= Extrait fourni =
○ ○ ○

Après, Sur le liseré des commissures, Alexandre Rolla, écrivain, historien et critique d’art publie cette année A contre-jour, aux éditions la clé à molette.

Voir en ligne : http://lacleamolette.fr/ouvrage/a

Florence Andoka -Vos deux derniers ouvrages sont marqués, j’ai presque envie de dire hanté, par la présence de deux peintres : Gustave Courbet et Jean Messagier. Il y a également des poètes, dont Matthieu Messagier qui est omniprésent. Comment se tissent dans votre écriture les liens entre ces figures ? Est-ce une manière d’inscrire votre verbe dans une généalogie, une constellation, de faire marque d’identité ?

○ ○ ○

= Matériel présenté =
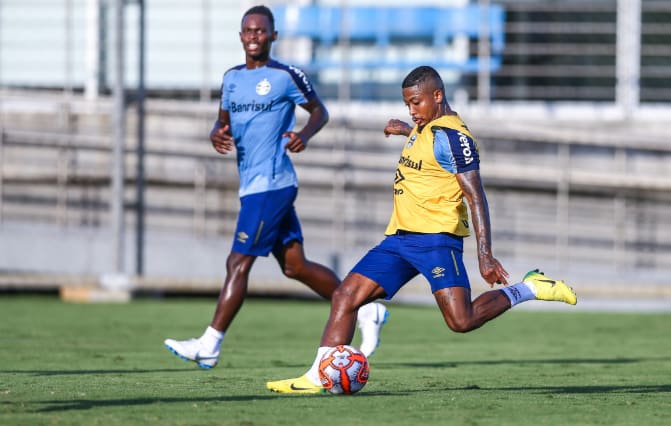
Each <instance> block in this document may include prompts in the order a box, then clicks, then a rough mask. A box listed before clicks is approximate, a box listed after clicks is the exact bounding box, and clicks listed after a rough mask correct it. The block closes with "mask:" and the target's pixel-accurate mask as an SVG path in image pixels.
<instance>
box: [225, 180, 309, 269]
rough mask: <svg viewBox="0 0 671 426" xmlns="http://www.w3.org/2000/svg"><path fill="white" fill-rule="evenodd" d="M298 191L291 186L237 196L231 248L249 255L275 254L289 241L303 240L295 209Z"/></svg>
mask: <svg viewBox="0 0 671 426" xmlns="http://www.w3.org/2000/svg"><path fill="white" fill-rule="evenodd" d="M297 194H298V188H296V187H294V186H290V187H287V188H282V189H278V190H275V191H268V192H261V193H258V194H250V195H245V196H244V197H242V198H240V213H238V224H237V225H236V227H235V235H234V240H233V247H232V250H233V251H235V252H237V253H241V254H247V255H251V256H268V254H269V253H270V252H271V251H272V252H273V254H275V256H276V257H277V255H278V254H279V253H281V250H282V248H283V247H284V246H285V245H287V244H288V243H289V242H291V241H298V242H300V243H302V242H303V233H302V232H301V224H300V222H298V216H296V209H295V208H294V201H295V200H296V195H297Z"/></svg>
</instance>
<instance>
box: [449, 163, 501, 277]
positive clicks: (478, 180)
mask: <svg viewBox="0 0 671 426" xmlns="http://www.w3.org/2000/svg"><path fill="white" fill-rule="evenodd" d="M456 176H457V181H458V182H459V186H461V190H462V191H463V193H464V197H466V201H467V202H468V208H469V210H470V212H471V220H472V222H473V229H474V231H475V238H476V242H477V252H478V263H479V265H480V274H481V275H482V278H484V279H485V281H487V284H489V286H490V287H492V286H494V283H497V284H508V280H507V278H508V271H506V270H505V269H504V268H503V266H502V265H501V263H500V262H499V261H498V260H497V259H496V258H495V257H494V255H493V254H492V238H491V231H490V229H491V227H490V222H489V206H488V205H487V197H486V195H485V190H484V188H483V186H482V180H481V179H480V172H479V171H478V170H470V171H467V172H464V173H457V175H456Z"/></svg>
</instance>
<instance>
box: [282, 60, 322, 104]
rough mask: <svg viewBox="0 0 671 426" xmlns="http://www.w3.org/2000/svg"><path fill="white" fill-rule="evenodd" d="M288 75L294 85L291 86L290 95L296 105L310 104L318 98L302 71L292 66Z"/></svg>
mask: <svg viewBox="0 0 671 426" xmlns="http://www.w3.org/2000/svg"><path fill="white" fill-rule="evenodd" d="M288 73H289V75H290V76H291V81H292V83H293V84H290V85H289V93H288V95H289V97H290V98H291V100H292V101H293V102H294V103H295V104H296V105H301V104H304V103H307V102H310V101H311V100H313V99H314V98H315V97H316V96H317V93H316V92H315V90H314V86H313V85H312V82H311V81H310V79H309V78H308V76H307V74H305V72H303V70H302V69H300V68H296V67H293V66H291V67H289V68H288Z"/></svg>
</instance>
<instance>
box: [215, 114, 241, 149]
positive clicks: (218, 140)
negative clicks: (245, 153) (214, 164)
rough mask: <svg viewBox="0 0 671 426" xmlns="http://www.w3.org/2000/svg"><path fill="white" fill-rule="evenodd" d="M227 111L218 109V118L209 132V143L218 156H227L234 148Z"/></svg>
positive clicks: (217, 117)
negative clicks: (212, 147) (215, 151)
mask: <svg viewBox="0 0 671 426" xmlns="http://www.w3.org/2000/svg"><path fill="white" fill-rule="evenodd" d="M230 122H231V121H230V117H229V115H228V111H226V110H224V109H221V108H219V116H218V117H217V121H215V122H214V127H212V130H211V131H210V142H212V146H213V147H214V149H215V150H216V151H217V152H218V153H219V154H228V153H229V152H231V151H232V150H233V147H234V146H235V144H234V141H233V135H232V134H231V125H230Z"/></svg>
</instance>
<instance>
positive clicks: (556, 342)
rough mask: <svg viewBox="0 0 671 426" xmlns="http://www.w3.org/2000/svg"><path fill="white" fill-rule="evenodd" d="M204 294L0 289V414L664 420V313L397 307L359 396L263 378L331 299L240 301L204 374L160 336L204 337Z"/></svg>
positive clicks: (45, 420) (227, 419)
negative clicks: (442, 312) (318, 393)
mask: <svg viewBox="0 0 671 426" xmlns="http://www.w3.org/2000/svg"><path fill="white" fill-rule="evenodd" d="M213 305H214V299H207V300H206V299H186V300H175V299H168V300H163V301H161V300H140V301H134V302H132V303H129V304H120V305H106V304H92V305H78V304H67V303H62V302H60V301H58V299H56V298H55V297H34V296H33V297H28V296H7V295H3V296H0V339H1V340H0V341H1V344H0V424H3V425H36V424H54V425H59V424H78V425H127V424H158V423H161V424H166V425H173V424H176V425H177V424H182V425H206V424H213V425H214V424H219V425H327V424H342V425H376V424H380V425H413V424H416V425H428V424H431V425H434V424H435V425H668V424H671V333H670V330H671V325H670V324H671V315H669V314H630V313H617V314H615V313H613V314H606V313H577V312H574V313H567V312H537V311H524V310H516V311H512V312H510V313H507V314H505V315H504V316H502V317H501V318H499V319H497V320H495V321H494V322H492V323H490V324H487V325H486V326H485V327H484V328H482V329H480V330H477V331H475V332H471V333H468V334H456V333H453V332H450V331H449V330H448V329H447V327H445V326H444V324H443V321H442V319H441V317H440V315H439V312H438V310H437V309H436V308H435V307H412V306H401V305H395V304H392V305H391V308H390V310H391V317H390V321H389V323H388V324H387V326H386V327H385V329H384V333H383V345H382V347H381V348H380V349H379V351H378V353H377V354H375V356H373V357H372V358H371V360H370V361H371V375H370V382H369V383H368V385H367V386H366V387H365V388H364V389H363V390H362V391H361V392H360V393H359V394H357V395H354V396H332V395H311V396H287V395H279V394H274V393H271V392H268V391H267V390H266V389H265V386H264V385H265V382H266V380H270V379H280V378H287V377H292V376H295V375H299V374H301V373H303V372H304V370H305V369H306V367H307V366H308V364H309V363H310V362H311V361H312V357H313V353H314V349H315V345H316V344H317V342H318V339H319V335H320V334H321V330H322V327H323V324H324V321H325V319H326V314H327V309H328V305H327V304H325V303H322V302H313V301H302V302H301V301H284V300H264V299H250V300H248V301H247V302H246V304H245V305H244V307H243V309H242V310H241V312H240V314H239V315H238V318H237V321H236V323H235V324H234V326H233V328H232V329H231V331H230V332H229V334H228V335H227V336H226V340H225V343H224V348H223V352H222V359H221V361H220V364H219V366H218V367H217V368H215V369H213V370H209V371H206V370H200V369H198V368H197V367H195V365H194V364H191V363H185V362H183V361H181V360H179V359H178V358H176V357H175V356H173V355H171V354H170V353H169V352H168V351H167V350H166V349H165V348H164V347H163V344H162V341H163V339H164V338H165V337H174V338H180V339H181V338H187V337H192V336H195V335H197V334H199V333H200V332H201V331H202V330H203V328H204V326H205V325H206V324H207V323H208V322H209V320H210V317H211V314H212V310H213ZM356 338H358V336H356V337H355V339H356ZM355 343H357V340H355Z"/></svg>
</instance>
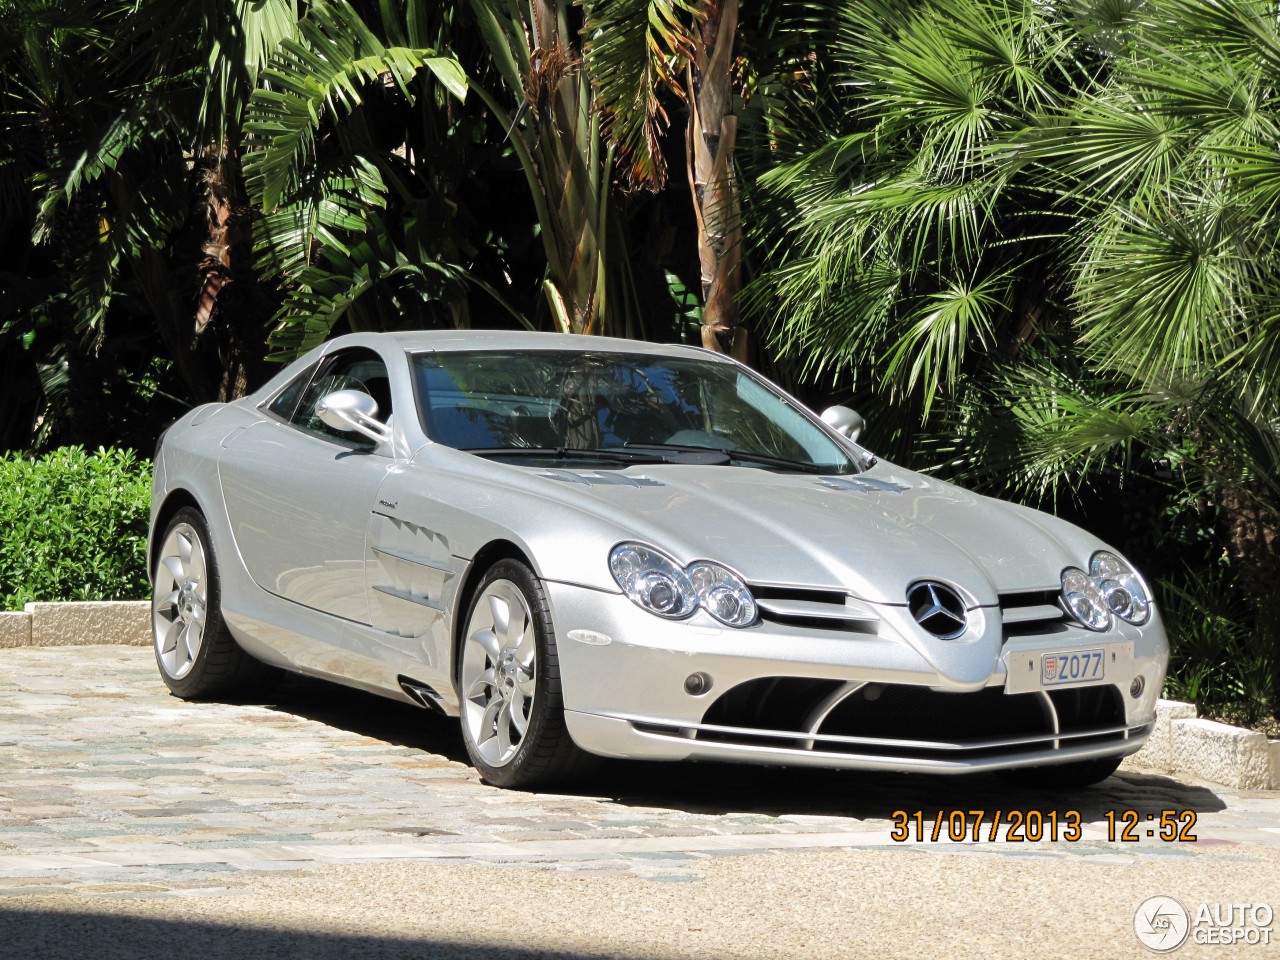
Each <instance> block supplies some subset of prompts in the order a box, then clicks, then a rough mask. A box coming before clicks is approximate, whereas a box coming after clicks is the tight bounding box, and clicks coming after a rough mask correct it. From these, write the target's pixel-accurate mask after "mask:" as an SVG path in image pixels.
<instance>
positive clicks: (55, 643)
mask: <svg viewBox="0 0 1280 960" xmlns="http://www.w3.org/2000/svg"><path fill="white" fill-rule="evenodd" d="M150 643H151V604H150V603H147V602H146V600H120V602H108V603H28V604H27V607H26V609H23V611H22V612H19V613H0V648H10V646H87V645H95V644H128V645H133V646H147V645H150ZM1123 768H1125V769H1139V771H1153V772H1157V773H1167V774H1174V776H1178V774H1183V776H1190V777H1196V778H1198V780H1206V781H1210V782H1211V783H1221V785H1224V786H1228V787H1235V788H1238V790H1280V740H1267V737H1266V735H1263V733H1258V732H1256V731H1252V730H1240V728H1239V727H1231V726H1228V724H1226V723H1217V722H1215V721H1207V719H1199V718H1198V717H1197V716H1196V707H1194V705H1193V704H1189V703H1180V701H1178V700H1158V701H1157V704H1156V728H1155V730H1153V731H1152V735H1151V740H1149V741H1148V742H1147V745H1146V746H1144V748H1143V749H1142V750H1139V751H1138V753H1137V754H1134V755H1133V756H1129V758H1126V759H1125V762H1124V764H1123Z"/></svg>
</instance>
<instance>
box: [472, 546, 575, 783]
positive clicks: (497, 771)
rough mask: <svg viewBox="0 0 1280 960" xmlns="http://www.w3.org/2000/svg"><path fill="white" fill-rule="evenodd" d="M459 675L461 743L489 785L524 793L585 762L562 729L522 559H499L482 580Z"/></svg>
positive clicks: (561, 779)
mask: <svg viewBox="0 0 1280 960" xmlns="http://www.w3.org/2000/svg"><path fill="white" fill-rule="evenodd" d="M458 680H460V690H461V700H462V740H463V742H465V744H466V748H467V754H468V756H470V758H471V763H472V764H474V765H475V768H476V769H477V771H480V776H483V777H484V778H485V780H486V781H488V782H489V783H493V785H494V786H499V787H516V788H521V790H527V788H531V787H535V786H541V785H544V783H550V782H554V781H562V780H566V778H568V777H572V776H576V774H579V773H581V772H582V771H584V769H585V768H586V767H588V765H589V760H590V758H589V756H588V755H586V754H585V753H582V751H581V750H580V749H579V748H577V746H576V745H575V744H573V741H572V740H571V739H570V735H568V731H567V730H566V728H564V703H563V699H562V696H561V681H559V659H558V655H557V650H556V634H554V631H553V628H552V618H550V611H549V608H548V604H547V596H545V594H544V593H543V588H541V584H539V582H538V577H535V576H534V572H532V571H531V570H530V568H529V567H527V566H525V564H524V563H521V562H520V561H513V559H504V561H499V562H498V563H495V564H494V566H493V567H490V568H489V571H488V572H486V573H485V575H484V579H483V580H481V581H480V585H479V588H477V589H476V594H475V599H472V602H471V605H470V608H468V611H467V618H466V630H465V632H463V635H462V664H461V672H460V677H458Z"/></svg>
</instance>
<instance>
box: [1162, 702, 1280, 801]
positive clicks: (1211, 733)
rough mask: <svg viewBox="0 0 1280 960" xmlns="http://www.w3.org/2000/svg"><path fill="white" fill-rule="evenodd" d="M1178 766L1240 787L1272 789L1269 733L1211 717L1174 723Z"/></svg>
mask: <svg viewBox="0 0 1280 960" xmlns="http://www.w3.org/2000/svg"><path fill="white" fill-rule="evenodd" d="M1172 728H1174V736H1172V741H1174V742H1172V749H1174V756H1175V762H1176V764H1178V765H1176V769H1178V771H1183V772H1187V773H1192V774H1193V776H1197V777H1199V778H1202V780H1210V781H1213V782H1215V783H1225V785H1226V786H1230V787H1236V788H1239V790H1268V788H1271V787H1274V786H1276V785H1275V783H1274V781H1272V778H1271V744H1270V741H1268V740H1267V737H1266V735H1263V733H1258V732H1257V731H1251V730H1240V728H1238V727H1231V726H1228V724H1226V723H1217V722H1216V721H1207V719H1179V721H1174V724H1172Z"/></svg>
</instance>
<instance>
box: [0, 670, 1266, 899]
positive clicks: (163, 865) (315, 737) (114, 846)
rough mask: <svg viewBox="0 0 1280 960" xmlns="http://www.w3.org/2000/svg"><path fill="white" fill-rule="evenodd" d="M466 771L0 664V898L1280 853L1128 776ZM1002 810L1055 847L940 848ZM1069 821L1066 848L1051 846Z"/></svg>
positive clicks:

○ ○ ○

= Mise en pratique =
(a) D'après l'entretien avec Alexandre Rolla, quel ouvrage publie-t-il cette année, et chez quel éditeur ?
(b) Prolongez l'entretien avec Alexandre Rolla après la dernière question de Florence Andoka.

= Résultats des exercices =
(a) Il publie A contre-jour, aux éditions la clé à molette.

(b)
Alexandre Rolla Je ne sais pas si je suis hanté par une ou plusieurs figures, mais pour reprendre votre terme, je pense que je suis hanté par la peinture, pas forcément par un peintre ou un autre, mais par la peinture en général, je crois qu’elle agit sur moi comme un filtre pour appréhender le monde. Quant aux artistes que vous évoquez, je ne sais pas si c’est véritablement conscient pour moi dans l’écriture, mais, il y a bien une forme de filiation. Il n’y a pas vraiment de rapport entre la peinture de Courbet et celle de Jean Messagier, il n’y a pas non plus vraiment de rapport entre mon écriture et celle de Matthieu Messagier, mais je sais, au plus profond de moi, même si je serais bien incapable de l’expliquer, que j’appartiens à cette famille, ou peut-être à ce qu’on pourrait appeler un terroir. Comme une sangle faite de l’écorce d’un arbre qui donne son goût à un fromage, il y a comme un goût ou une odeur commune dans toutes ces œuvres et ce goût, je le porte en moi quand j’écris, certainement. J’aime ce mot de constellation, car oui, vivants ou morts, pour moi, ils sont des astres, ils sont les étoiles qui brillent dans le ciel que je regarde, la nuit, avant d’aller dormir. Car, quel que soit l’endroit où l’on est sur la terre, c’est le même ciel et ce sont les mêmes étoiles qui nous accompagnent et nous guident.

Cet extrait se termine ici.